The Department for Work and Pensions has acknowledged that the introduction of chair’s statements has failed to meet the policy objectives set out by the department in 2014.

“Significant weaknesses” in the defined contribution set-up were identified by the Office of Fair Trading in 2013, and over the course of the two years subsequent the DWP first consulted and then legislated on remedies that would allow DC savers to benefit from competition in the industry. 

The changes were principally in the areas of governance, charges and transparency, and among the range of measures brought in were chair’s statements, which mandate schemes’ trustees or managers to prepare and publish a range of documents including annual reports and accounts, its default investment strategy, and other materials relating to governance and charges.

But the statements, which must be published within seven months of the end of each scheme year — and reported to the Pensions Regulator — have been found wanting after the DWP conducted a review into their efficacy.

The multipurpose nature of the chair’s statement has bought many challenges for trustees. It’s become too long and costly to produce and is more a regulatory document than a member-facing communication

Kate Smith, Aegon

“The review has identified... that the policy objectives in relation to the chair’s statement are not being achieved within the current approach,” the DWP’s post-implementation review document stated.

“In particular, using a single instrument — the chair’s statement — to try to achieve multiple policy goals, in respect of scheme governance and member engagement, does not work.”

DATA PROVIDED:
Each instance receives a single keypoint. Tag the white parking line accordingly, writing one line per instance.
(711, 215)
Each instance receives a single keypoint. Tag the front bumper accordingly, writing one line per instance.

LIST OF TASKS:
- a) According to the passage on chair's statements, how soon after the end of each scheme year must a chair's statement be published?
- b) Can you carry on the passage on chair's statements from the point where it stops?
The lines above stand apart from the passage on chair's statements.

OUTPUTS:
- a) Within seven months.

- b)
It continued: “The purpose of the statement was intended to act as part of a suite of measures to deliver better scheme governance standards, and this review has identified it should be refocused to deliver that goal.”

Among the many problems identified by the review, it was found that the industry as a whole was unclear who was supposed to be the audience for chair’s statements, as well as uncertain about their broader purpose.

Some respondents to the review said they had come to regard the chair’s statement as a “tick-box exercise”, while others said they were not “clear as to whether the chair’s statement is intended to be a governance compliance document or aimed at providing transparency by providing certain information to scheme members”.

“It is currently operating as a document intended for multiple audiences,” the review stated.

It was also highlighted that chair’s statements were not fulfilling the goal of improving member engagement.

“It was suggested that in the experience of trustees, the statement was read primarily by TPR, industry experts, consultants and potentially other trustees. Very few scheme members look at it,” the DWP’s response stated.

Though most respondents said that some form of chair’s statement was essential, “there was unanimous opinion that a multiple-purpose approach cannot be contained in one document”.

“It does not work as a communications tool for members and there is little evidence that members know it exists,” the response noted.

Too long, too complex, too costly

The DWP’s review concluded that the multipurpose nature of the chair’s statement was responsible for many of the problems, with the result being a significant cost and governance burden that failed to fulfil any of its core functions properly.

“There is general concern about [the] compilation of the statement. Interpretation of current requirements means the documents are very long (in some instances approaching 100 pages), extremely technical, too prescriptive and complicated,” it noted.

Additionally, the cost of preparing a chair’s statement can be considerable, often costing “in the region of £15,000–£20,000 to produce, once fees for data collation, drafting, legal review and auditors are factored in”.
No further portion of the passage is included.